• **STATED EXERCISE**:
Lay out the items below as a two-column Markdown table headed Row and Line. Give each line its own numbered row, starting with the line containing "Task: tag the multicolored" and running through the last line of the items, and skip any blank lines.

----

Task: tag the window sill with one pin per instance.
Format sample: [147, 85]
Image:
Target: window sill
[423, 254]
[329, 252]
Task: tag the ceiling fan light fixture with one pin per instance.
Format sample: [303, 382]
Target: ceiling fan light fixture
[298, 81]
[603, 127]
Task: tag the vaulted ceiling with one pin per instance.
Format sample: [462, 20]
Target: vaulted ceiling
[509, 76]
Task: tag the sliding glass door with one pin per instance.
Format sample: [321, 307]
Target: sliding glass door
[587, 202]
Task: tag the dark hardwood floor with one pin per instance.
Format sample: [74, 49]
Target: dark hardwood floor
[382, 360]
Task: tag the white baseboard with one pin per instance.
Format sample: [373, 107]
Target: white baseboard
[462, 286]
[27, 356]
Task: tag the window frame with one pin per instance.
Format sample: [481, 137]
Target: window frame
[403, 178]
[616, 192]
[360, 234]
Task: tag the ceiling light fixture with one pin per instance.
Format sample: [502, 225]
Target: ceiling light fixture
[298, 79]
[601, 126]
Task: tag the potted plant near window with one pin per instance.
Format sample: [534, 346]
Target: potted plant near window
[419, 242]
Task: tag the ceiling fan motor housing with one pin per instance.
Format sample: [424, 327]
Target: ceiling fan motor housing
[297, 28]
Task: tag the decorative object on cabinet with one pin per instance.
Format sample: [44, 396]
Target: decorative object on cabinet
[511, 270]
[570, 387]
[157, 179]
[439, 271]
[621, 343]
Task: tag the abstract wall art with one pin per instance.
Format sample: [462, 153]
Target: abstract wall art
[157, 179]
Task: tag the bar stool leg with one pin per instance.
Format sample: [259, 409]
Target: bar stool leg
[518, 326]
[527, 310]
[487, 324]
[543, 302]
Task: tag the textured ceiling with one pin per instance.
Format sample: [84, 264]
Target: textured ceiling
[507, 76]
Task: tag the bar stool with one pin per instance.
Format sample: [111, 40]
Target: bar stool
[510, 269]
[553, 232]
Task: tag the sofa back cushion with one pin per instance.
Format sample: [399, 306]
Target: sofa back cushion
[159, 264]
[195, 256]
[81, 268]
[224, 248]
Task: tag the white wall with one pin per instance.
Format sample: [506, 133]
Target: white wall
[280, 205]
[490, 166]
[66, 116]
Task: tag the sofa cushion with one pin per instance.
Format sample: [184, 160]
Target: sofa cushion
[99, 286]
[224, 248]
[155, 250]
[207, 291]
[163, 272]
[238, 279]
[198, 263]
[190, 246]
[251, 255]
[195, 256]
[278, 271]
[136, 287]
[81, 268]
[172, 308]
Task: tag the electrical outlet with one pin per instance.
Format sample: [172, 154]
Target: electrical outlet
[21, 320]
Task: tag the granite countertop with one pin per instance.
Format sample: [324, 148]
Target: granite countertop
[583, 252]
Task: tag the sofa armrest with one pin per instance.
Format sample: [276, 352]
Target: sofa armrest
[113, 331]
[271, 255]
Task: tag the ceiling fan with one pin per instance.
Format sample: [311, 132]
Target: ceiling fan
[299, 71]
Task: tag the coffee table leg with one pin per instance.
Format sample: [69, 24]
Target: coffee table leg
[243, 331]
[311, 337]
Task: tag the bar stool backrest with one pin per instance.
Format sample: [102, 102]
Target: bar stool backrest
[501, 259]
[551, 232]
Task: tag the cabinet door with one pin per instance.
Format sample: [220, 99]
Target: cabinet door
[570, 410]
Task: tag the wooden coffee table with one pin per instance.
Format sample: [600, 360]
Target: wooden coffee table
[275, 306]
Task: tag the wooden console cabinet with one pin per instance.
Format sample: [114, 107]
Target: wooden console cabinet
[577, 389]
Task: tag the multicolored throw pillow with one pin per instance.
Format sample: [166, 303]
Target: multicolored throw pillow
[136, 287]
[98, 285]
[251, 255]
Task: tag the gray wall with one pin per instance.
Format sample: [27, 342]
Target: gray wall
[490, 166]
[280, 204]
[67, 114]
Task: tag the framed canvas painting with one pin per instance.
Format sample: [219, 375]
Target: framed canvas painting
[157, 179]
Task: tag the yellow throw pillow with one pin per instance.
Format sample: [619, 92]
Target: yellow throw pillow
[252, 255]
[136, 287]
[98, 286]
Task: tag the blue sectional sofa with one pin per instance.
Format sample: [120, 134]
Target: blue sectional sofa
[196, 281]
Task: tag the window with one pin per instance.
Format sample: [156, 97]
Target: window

----

• **TASK OUTPUT**:
| Row | Line |
|---|---|
| 1 | Task: tag the multicolored throw pillow with one pin per instance. |
| 2 | Format sample: [166, 303] |
| 3 | Target: multicolored throw pillow |
| 4 | [136, 287] |
| 5 | [98, 285] |
| 6 | [251, 255] |
| 7 | Task: tag the gray wall with one pin per instance. |
| 8 | Format sample: [27, 342] |
| 9 | Target: gray wall |
| 10 | [490, 166] |
| 11 | [280, 204] |
| 12 | [67, 114] |
| 13 | Task: tag the framed canvas painting with one pin per instance. |
| 14 | Format sample: [219, 375] |
| 15 | Target: framed canvas painting |
| 16 | [157, 179] |
| 17 | Task: tag the yellow throw pillow with one pin per instance. |
| 18 | Format sample: [619, 92] |
| 19 | Target: yellow throw pillow |
| 20 | [252, 255] |
| 21 | [136, 287] |
| 22 | [98, 286] |
| 23 | Task: tag the blue sectional sofa with one pin per instance. |
| 24 | Format sample: [120, 134] |
| 25 | Target: blue sectional sofa |
| 26 | [196, 281] |
| 27 | Task: tag the window with one pin per instance. |
| 28 | Format sample: [156, 97] |
| 29 | Target: window |